» **Prompt**: Rewrite the entries below with every "Target" changed to "Label" and everything else left as it is. Leave the pictures out of your answer.

* BEGIN The data *

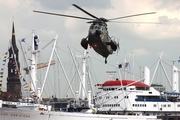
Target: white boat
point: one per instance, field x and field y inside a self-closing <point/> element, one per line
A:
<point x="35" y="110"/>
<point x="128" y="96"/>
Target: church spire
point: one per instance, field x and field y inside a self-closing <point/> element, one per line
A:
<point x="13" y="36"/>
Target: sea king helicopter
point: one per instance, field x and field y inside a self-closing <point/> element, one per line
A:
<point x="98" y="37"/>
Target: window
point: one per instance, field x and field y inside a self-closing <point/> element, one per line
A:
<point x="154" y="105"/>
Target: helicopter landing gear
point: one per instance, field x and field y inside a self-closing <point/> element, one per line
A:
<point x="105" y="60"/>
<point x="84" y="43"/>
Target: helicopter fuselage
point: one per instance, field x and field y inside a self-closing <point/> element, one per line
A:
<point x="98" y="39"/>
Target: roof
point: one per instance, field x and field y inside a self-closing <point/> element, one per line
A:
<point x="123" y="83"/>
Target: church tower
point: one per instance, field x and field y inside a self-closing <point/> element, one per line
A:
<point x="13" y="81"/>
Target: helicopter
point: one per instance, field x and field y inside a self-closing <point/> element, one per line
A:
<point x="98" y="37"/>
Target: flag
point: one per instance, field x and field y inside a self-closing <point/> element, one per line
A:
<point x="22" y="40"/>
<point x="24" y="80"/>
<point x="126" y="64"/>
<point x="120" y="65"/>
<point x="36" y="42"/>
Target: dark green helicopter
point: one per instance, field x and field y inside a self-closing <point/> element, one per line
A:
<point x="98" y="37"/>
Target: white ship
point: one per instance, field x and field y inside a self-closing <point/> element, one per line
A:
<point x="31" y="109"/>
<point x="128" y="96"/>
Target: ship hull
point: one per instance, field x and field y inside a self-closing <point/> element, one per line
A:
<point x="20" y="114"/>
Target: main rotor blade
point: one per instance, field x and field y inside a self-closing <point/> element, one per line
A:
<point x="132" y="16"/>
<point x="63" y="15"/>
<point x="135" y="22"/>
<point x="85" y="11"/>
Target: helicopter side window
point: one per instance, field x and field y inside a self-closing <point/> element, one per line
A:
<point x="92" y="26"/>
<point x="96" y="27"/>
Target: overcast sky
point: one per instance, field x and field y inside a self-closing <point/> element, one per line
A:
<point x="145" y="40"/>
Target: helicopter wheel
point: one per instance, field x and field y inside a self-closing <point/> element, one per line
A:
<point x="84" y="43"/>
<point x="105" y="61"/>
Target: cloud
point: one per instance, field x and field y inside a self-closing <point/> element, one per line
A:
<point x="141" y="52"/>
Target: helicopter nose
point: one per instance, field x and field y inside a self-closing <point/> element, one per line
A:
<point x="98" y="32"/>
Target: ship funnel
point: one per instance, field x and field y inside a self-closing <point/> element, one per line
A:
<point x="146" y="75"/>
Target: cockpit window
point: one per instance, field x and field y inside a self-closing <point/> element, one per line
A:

* END The data *

» **Answer to this problem**:
Label: white boat
point: one per instance, field x and field y inside a self-closing <point/> element, one per line
A:
<point x="35" y="110"/>
<point x="128" y="96"/>
Label: church spire
point: one per instance, field x and field y inside a self-closing <point/> element, one per line
A:
<point x="13" y="36"/>
Label: sea king helicopter
point: one per instance, field x and field y inside a self-closing <point/> element, one per line
A:
<point x="98" y="37"/>
Label: window
point: one per instance, field x and field y inside a self-closing <point/> element, one per line
A:
<point x="154" y="105"/>
Label: helicopter landing gear
point: one per instance, field x and field y inside a self-closing <point/> element, one per line
A:
<point x="105" y="60"/>
<point x="84" y="43"/>
Label: helicopter fuselage
point: one per instance, field x and field y inside a self-closing <point/> element, one per line
A:
<point x="98" y="39"/>
Label: roof
point: one per instance, field x and field y inside a self-closing <point/> element, one per line
A:
<point x="123" y="83"/>
Label: church tower
point: one per instance, field x and field y inside a self-closing <point/> element, one per line
A:
<point x="13" y="81"/>
Label: helicopter
point: one per instance, field x and field y inside a self-closing <point/> element, one per line
A:
<point x="98" y="37"/>
Label: flag
point: one per instance, field x and field y inside a self-closing <point/> element, one per line
A:
<point x="22" y="40"/>
<point x="24" y="80"/>
<point x="126" y="64"/>
<point x="120" y="65"/>
<point x="36" y="42"/>
Label: dark green helicopter
point: one per instance, field x and field y inside a self-closing <point/> element, one per line
A:
<point x="98" y="37"/>
Label: white ship
point: one per instance, field x and field y inside a self-closing <point/> element, one per line
A:
<point x="31" y="109"/>
<point x="128" y="96"/>
Label: ship hull
point: one per instance, field x and field y inside a self-closing <point/> element, one per line
A:
<point x="20" y="114"/>
Label: main rotor blade
point: one per instance, field x and field y inside a self-closing <point/> element, one per line
A:
<point x="132" y="16"/>
<point x="63" y="15"/>
<point x="135" y="22"/>
<point x="85" y="11"/>
Label: helicopter side window
point: one per instance, field x and field y inside a self-closing <point/> element, one per line
A:
<point x="92" y="26"/>
<point x="96" y="27"/>
Label: overcast sky
point: one per instance, field x and field y inside a self-closing <point/> element, one per line
A:
<point x="145" y="40"/>
Label: helicopter wheel
point: one per instance, field x and field y inside a self-closing <point/> element, one per line
A:
<point x="84" y="43"/>
<point x="105" y="61"/>
Label: cloud
point: one per instance, field x and field y inside a self-closing <point/> element, one per line
A:
<point x="141" y="52"/>
Label: helicopter nose
point: one per instance, field x and field y inside a self-closing <point/> element, one per line
A:
<point x="98" y="32"/>
Label: ship funnel
point: one per instance, field x and field y inside a self-closing <point/> element, one per line
A:
<point x="146" y="75"/>
Label: cockpit window
point: one per instance, field x and field y inside a self-closing <point/> element, one per line
A:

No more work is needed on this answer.